#### [Task]
Leaving out the pictures, transcribe all of the records faithfully.

======== Extracted records ========

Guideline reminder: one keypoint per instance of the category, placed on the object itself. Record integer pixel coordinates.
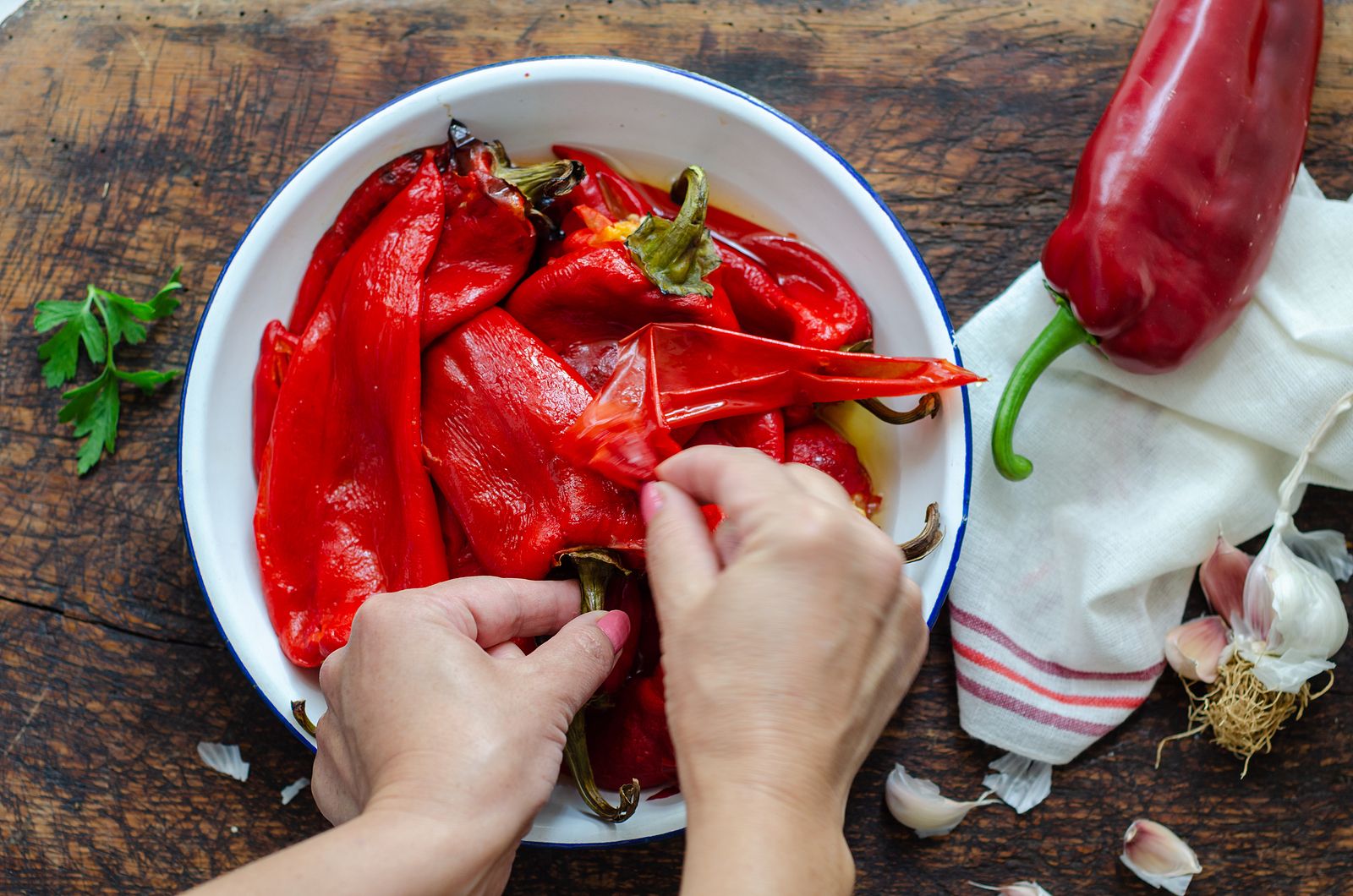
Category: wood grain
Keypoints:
(140, 135)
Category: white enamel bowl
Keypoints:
(655, 121)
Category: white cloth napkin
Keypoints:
(1069, 580)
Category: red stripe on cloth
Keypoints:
(1075, 700)
(1034, 713)
(983, 627)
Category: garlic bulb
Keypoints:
(1195, 648)
(1157, 855)
(918, 804)
(1294, 619)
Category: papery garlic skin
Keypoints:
(1195, 648)
(1157, 855)
(1222, 576)
(918, 804)
(1018, 888)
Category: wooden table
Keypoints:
(139, 135)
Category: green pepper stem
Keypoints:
(1062, 333)
(676, 254)
(594, 569)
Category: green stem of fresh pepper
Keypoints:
(1062, 333)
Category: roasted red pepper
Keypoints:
(673, 375)
(1180, 191)
(274, 356)
(360, 210)
(583, 303)
(345, 508)
(629, 740)
(494, 401)
(822, 447)
(489, 238)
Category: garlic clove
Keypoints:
(1018, 888)
(1157, 855)
(1194, 648)
(1222, 576)
(918, 804)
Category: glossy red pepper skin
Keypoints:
(673, 375)
(274, 356)
(345, 508)
(486, 245)
(1183, 184)
(822, 447)
(631, 740)
(582, 305)
(1180, 191)
(494, 401)
(360, 210)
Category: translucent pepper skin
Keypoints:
(1181, 188)
(345, 508)
(494, 401)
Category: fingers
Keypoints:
(491, 610)
(572, 664)
(682, 562)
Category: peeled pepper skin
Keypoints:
(345, 508)
(1181, 188)
(494, 402)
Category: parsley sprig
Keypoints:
(98, 324)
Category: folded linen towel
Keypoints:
(1069, 580)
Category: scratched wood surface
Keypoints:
(140, 135)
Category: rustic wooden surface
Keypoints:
(139, 135)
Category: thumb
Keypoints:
(574, 664)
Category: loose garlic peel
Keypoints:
(1287, 623)
(919, 804)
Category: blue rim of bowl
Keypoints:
(820, 142)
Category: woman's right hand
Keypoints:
(788, 641)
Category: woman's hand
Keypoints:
(789, 639)
(441, 740)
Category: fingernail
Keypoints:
(649, 500)
(616, 627)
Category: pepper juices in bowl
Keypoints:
(655, 121)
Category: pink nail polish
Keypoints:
(616, 627)
(649, 500)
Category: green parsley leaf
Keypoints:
(99, 322)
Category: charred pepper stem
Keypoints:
(927, 407)
(1062, 333)
(930, 538)
(594, 571)
(298, 711)
(676, 254)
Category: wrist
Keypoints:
(751, 839)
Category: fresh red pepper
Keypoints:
(822, 447)
(489, 238)
(1180, 191)
(629, 740)
(360, 210)
(673, 375)
(583, 303)
(345, 508)
(274, 356)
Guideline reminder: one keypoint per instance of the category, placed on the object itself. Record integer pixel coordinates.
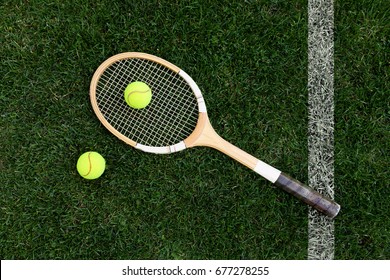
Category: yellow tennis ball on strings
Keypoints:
(138, 95)
(91, 165)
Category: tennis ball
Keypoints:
(138, 95)
(91, 165)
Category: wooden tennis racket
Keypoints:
(175, 119)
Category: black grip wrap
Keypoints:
(307, 195)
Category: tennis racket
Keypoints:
(175, 119)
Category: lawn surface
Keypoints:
(250, 60)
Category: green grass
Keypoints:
(250, 60)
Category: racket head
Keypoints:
(171, 117)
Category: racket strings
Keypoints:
(169, 118)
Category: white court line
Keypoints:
(321, 122)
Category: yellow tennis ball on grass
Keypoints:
(138, 95)
(91, 165)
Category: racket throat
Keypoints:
(205, 135)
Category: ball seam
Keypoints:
(90, 165)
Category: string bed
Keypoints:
(169, 118)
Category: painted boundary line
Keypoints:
(321, 122)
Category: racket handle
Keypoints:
(307, 195)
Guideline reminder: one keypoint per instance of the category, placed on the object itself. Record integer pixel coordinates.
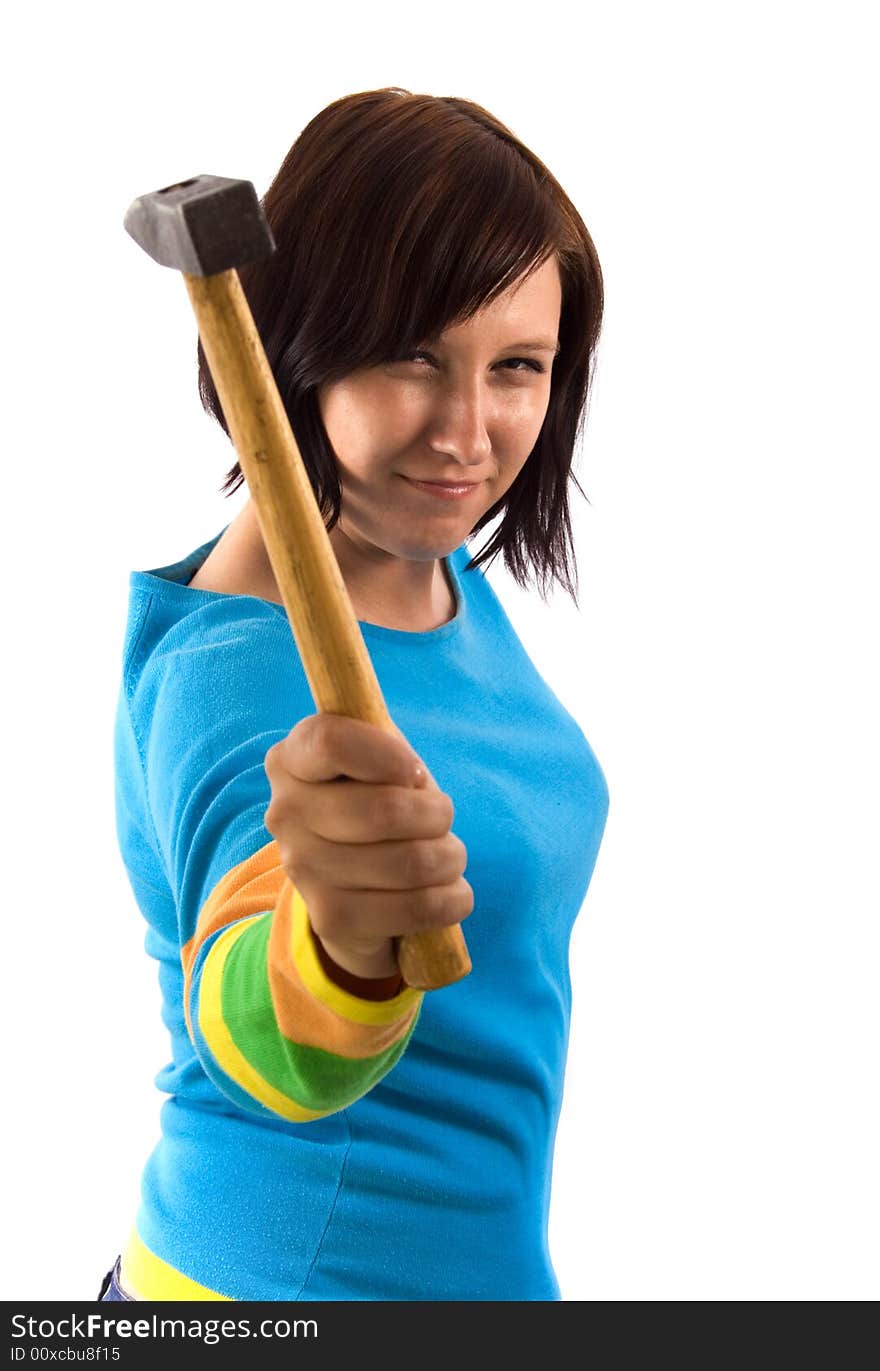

========

#### [Solution below]
Guideline reminder: one keypoint per instance of the category, placed on the object itself. Record integer pixel coordinates.
Category: wood grain
Keypoints:
(140, 135)
Category: white enamel bowl
Keypoints:
(655, 121)
Category: white cloth napkin
Keypoints:
(1069, 580)
Category: red stripe on cloth
Keypoints:
(1075, 700)
(1034, 713)
(983, 627)
Category: garlic bulb
Keypoints:
(1195, 648)
(1157, 855)
(918, 804)
(1294, 619)
Category: papery garlic skin
Keypoints:
(1195, 648)
(1157, 855)
(1222, 576)
(918, 804)
(1018, 888)
Category: wooden table
Keypoints:
(139, 135)
Category: green pepper stem
Keypoints:
(1062, 333)
(676, 254)
(594, 569)
Category: green stem of fresh pepper
Keypoints:
(1062, 333)
Category: roasted red pepper
Keypoints:
(673, 375)
(1180, 191)
(274, 356)
(360, 210)
(583, 303)
(345, 508)
(629, 740)
(494, 401)
(822, 447)
(489, 238)
Category: garlic clove
Keypoints:
(1018, 888)
(1157, 855)
(1194, 648)
(1222, 576)
(918, 804)
Category: glossy red pepper skin
Keypoints:
(673, 375)
(274, 356)
(345, 508)
(486, 245)
(1183, 184)
(822, 447)
(631, 740)
(582, 305)
(1180, 191)
(494, 401)
(360, 210)
Category: translucent pepper skin
Keypoints:
(1181, 188)
(345, 508)
(494, 401)
Category: fingers
Keypoints:
(491, 610)
(572, 664)
(682, 562)
Category: peeled pepper skin
Keypoints:
(345, 508)
(1181, 188)
(494, 402)
Category: parsley sprig
Keypoints:
(98, 324)
Category: folded linen towel
Keypoints:
(1069, 580)
Category: scratched wood surface
Keypoints:
(140, 135)
Category: rustic wooden surface
Keypoints:
(139, 135)
Category: thumb
Keypoints:
(574, 664)
Category: loose garlic peel
Keypoints:
(1287, 623)
(919, 804)
Category: blue rim of bowl
Keypoints:
(820, 142)
Category: woman's right hand
Keypoints:
(788, 641)
Category: woman's hand
Keypoints:
(789, 639)
(441, 740)
Category: fingernail
Keypoints:
(649, 500)
(616, 627)
Category: pepper juices in bowl
Keypoints:
(655, 121)
Category: pink nail polish
Keypoints:
(616, 627)
(649, 500)
Category: green parsley leaf
Keypoints:
(99, 322)
Category: charred pepper stem
Keypoints:
(927, 407)
(1062, 333)
(930, 538)
(594, 571)
(298, 711)
(676, 254)
Category: wrist
Keypoints:
(751, 839)
Category: fresh red pepper
Keypoints:
(822, 447)
(489, 238)
(1180, 191)
(629, 740)
(360, 210)
(673, 375)
(583, 303)
(345, 508)
(274, 356)
Guideline reminder: one keypoint per instance of the category, placed on the object itself. Record integer pixel coordinates.
Category: yellow tennis ball on strings
Keypoints:
(138, 95)
(91, 165)
Category: tennis ball
Keypoints:
(138, 95)
(91, 165)
Category: wooden tennis racket
Keypoints:
(175, 119)
Category: black grip wrap
Keypoints:
(307, 195)
Category: tennis racket
Keypoints:
(175, 119)
Category: lawn surface
Keypoints:
(250, 60)
Category: green grass
Keypoints:
(250, 60)
Category: racket head
Keypoints:
(171, 117)
Category: racket strings
Keypoints:
(169, 118)
Category: white court line
Keypoints:
(321, 122)
Category: yellow tennis ball on grass
Keypoints:
(138, 95)
(91, 165)
Category: racket throat
Keypoints:
(205, 135)
Category: ball seam
Keypoints:
(90, 165)
Category: string bed
Keypoints:
(169, 118)
Category: painted boundary line
Keypoints:
(321, 122)
Category: racket handle
Keypoints:
(307, 195)
Guideline reminder: one keypoint per instance of the category, placed on the object itself. Record integer pixel coordinates.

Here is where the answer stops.